**RECORDS SHOWN**.
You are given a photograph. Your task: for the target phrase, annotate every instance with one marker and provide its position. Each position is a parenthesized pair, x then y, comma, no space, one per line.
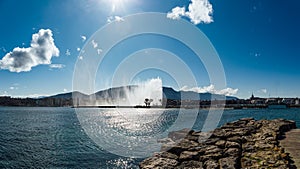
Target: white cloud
(99,51)
(68,53)
(176,13)
(264,91)
(211,89)
(199,11)
(95,44)
(83,38)
(41,51)
(3,49)
(114,18)
(57,66)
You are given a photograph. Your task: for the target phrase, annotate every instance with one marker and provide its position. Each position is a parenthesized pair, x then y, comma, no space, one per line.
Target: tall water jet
(133,95)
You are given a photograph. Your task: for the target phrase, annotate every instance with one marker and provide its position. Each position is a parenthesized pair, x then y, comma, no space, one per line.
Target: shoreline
(246,143)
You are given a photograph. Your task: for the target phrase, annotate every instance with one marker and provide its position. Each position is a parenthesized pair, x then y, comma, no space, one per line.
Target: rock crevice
(246,143)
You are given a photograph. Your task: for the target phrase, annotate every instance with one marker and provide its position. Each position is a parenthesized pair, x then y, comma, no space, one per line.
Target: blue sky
(258,43)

**ASSIGNMENT**.
What is needed is every record above, restated word for word, with the pictures left out.

**TASK OUTPUT**.
You are given a photograph. Your task: for the target phrase, annotate every instance with one marker and provide its position. Each position is a parenthesized pair, x then y, comma, no space, one per line.
Target: white cloud
(99,51)
(68,53)
(176,13)
(264,91)
(211,89)
(199,11)
(95,44)
(83,38)
(41,51)
(3,49)
(114,18)
(57,66)
You are given a photograph. Your task: for the target phrase, annotate every instance with one marker and provide its position. Each position is a parenthesized pair, x then y, comma, no space, one per line.
Target: tall water jet
(133,95)
You are given a photograph. Your task: for the target phrase, annotate every instance with one marker and provide its position. Each position is a parenthesized pair, x then y, comma, no space, one per line.
Target: shoreline
(246,143)
You are given a photograph. Your task: for the target phrase, annotate every instance with one marker and provide its position. Each position is a parenthesized pair, x then y, comma, no space, one per line.
Target: rock crevice
(246,143)
You are given a photograph. Your task: for the target phrase, annotate every instance with one marker and provide its position. Each position is a parenthesized pair, x then y, comma, no space, one per line.
Target: blue sky
(258,43)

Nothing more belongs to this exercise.